◆ AUFGABEN ◆
1 > Was hat laut dem Text zur sudanesischen Kulturpolitik „Das ideologische, autoritäre, unilaterale, religiöse Denken“ geschaffen? Zähle alle Gruppen und Einrichtungen auf, die dort genannt werden.
2 > Stimmen die folgenden Aussagen mit dem Text zur sudanesischen Kulturpolitik überein? Antworte jeweils mit Ja oder Nein und zitiere die entscheidenden Worte aus dem Text.
(a) Viele Künstler legten ihre kreativen Projekte auf Eis.
(b) Die neu gebauten Theater hatten ein großes Publikum.
(c) Die produzierten Kulturprogramme würdigten alle Facetten der sudanesischen Kultur gleichermaßen.
3 > Schreibe den Text zur sudanesischen Kulturpolitik im Anschluss an seinen letzten Satz weiter.

◆ EXTRAHIERTER TEXT ◆
- - -

Letzten Endes schuf diese Politik abgestumpfte, desorientierte Menschen, die nicht mehr wussten, was sie wollten. Sie schuf eine Kulturelite, die verärgert und wütend war ob der zermürbenden und teils erniedrigenden Vorschriften und Verbote. Jede Privatperson oder kulturelle Einrichtung, die plante, ein Seminar oder eine Lesung zu organisieren, verzweifelte zwangsläufig daran und gab schließlich erschöpft auf. Viele zogen sich komplett zurück, reisten, stellten ihre Produktionen ein, manche verfielen einer Suchterkrankung. Viele Künstler gingen nur noch ihrem normalen Arbeitsalltag nach und legten ihre kreativen Projekte auf Eis.

 

Das ideologische, autoritäre, unilaterale, religiöse Denken schuf Institutionen, Künstler, Schriftstellerinnen, Dichter und Malerinnen, die diejenigen ersetzten, die nicht einer Meinung mit ihm gewesen waren. Sie bauten Theater ohne Substanz und ohne Publikum, improvisierten Jahr für Jahr oberflächliche Festivals voll Tanz und leerem Glanz. Sie gaben Millionen aus für kulturelle Zurschaustellungen ohne Hand und Fuß. Es wurden Kulturprogramme und Dramen produziert, die eine einzig wahre, zentrale Kultur feierten, und alle anderen Facetten der sudanesischen Kultur marginalisierten.

- - -

◆ DATENABSCHNITT ◆

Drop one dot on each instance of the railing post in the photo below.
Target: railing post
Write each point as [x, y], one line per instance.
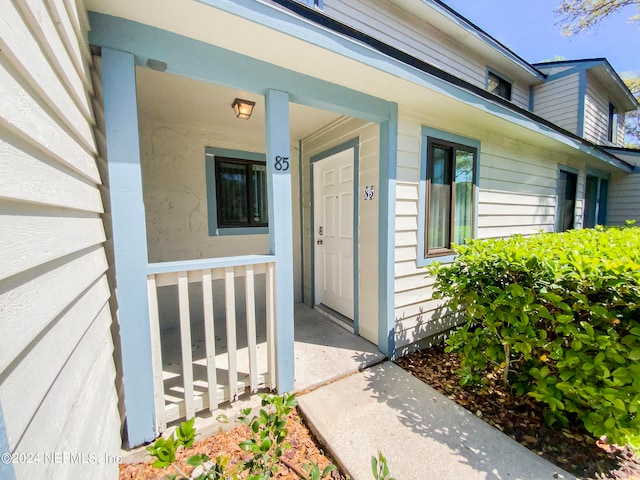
[281, 230]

- - -

◆ ANTWORTEN ◆
1 > Institutionen, Künstler, Schriftstellerinnen, Dichter, Malerinnen

2 >
(a) Ja: „Viele Künstler gingen nur noch ihrem normalen Arbeitsalltag nach und legten ihre kreativen Projekte auf Eis.“
(b) Nein: „Sie bauten Theater ohne Substanz und ohne Publikum“
(c) Nein: „die eine einzig wahre, zentrale Kultur feierten, und alle anderen Facetten der sudanesischen Kultur marginalisierten“

3 >
 

Hoffnung auf eine die Kunst unterstützende Kulturpolitik

 

Ein Wandel im Umgang mit der Kunst war nur mit einem politischen Wandel in den höchsten Zirkeln der Macht möglich. Für die Schriftstellerinnen, Dichter und Kunstschaffenden war die Unterzeichnung des umfassenden Friedensabkommens 2005 für den Sudan ein Hoffnungsschimmer. Wir spürten einen Hauch von Freiheit und einige Institutionen kehrten zurück, darunter der Sudanesische Schriftstellerverband. Es gab wieder offene Diskussionsrunden und kritische Zeitungen. Die Sudanesinnen und Sudanesen dürstete es nach relevanten Kulturaktivitäten und Inhalten.

 

Seit der Revolution im Dezember 2018 hoffen wir auf einen noch umfassenderen Wandel. Vom Ministerium für Kultur und Information erhielten wir unsere Rechte zurück und mussten nicht mehr um Erlaubnis fragen oder uns mit bürokratischen Prozessen herumschlagen. Wir durften wieder unsere Rolle als Künstlerinnen und Künstler einnehmen und uns frei ausdrücken. Eine der guten Nachrichten dieses neuen Zeitalters war die Ankündigung der Obersten Aufsichtsbehörde für Literatur, sämtliche Werke, die in der Vergangenheit beschlagnahmt und verboten worden waren, freizugeben. Darunter war auch eines meiner Bücher. Zudem entschuldigte sie sich bei den Verlagen und Autoren, ein Schritt, der bei einigen Künstlern und Autoren die Hoffnung und Wertschätzung wiederhergestellt hat. Diese Entwicklungen zeigen, dass Kunst und Wandel in ihrer Beziehung zum Individuum und zur Macht miteinander verbunden sind.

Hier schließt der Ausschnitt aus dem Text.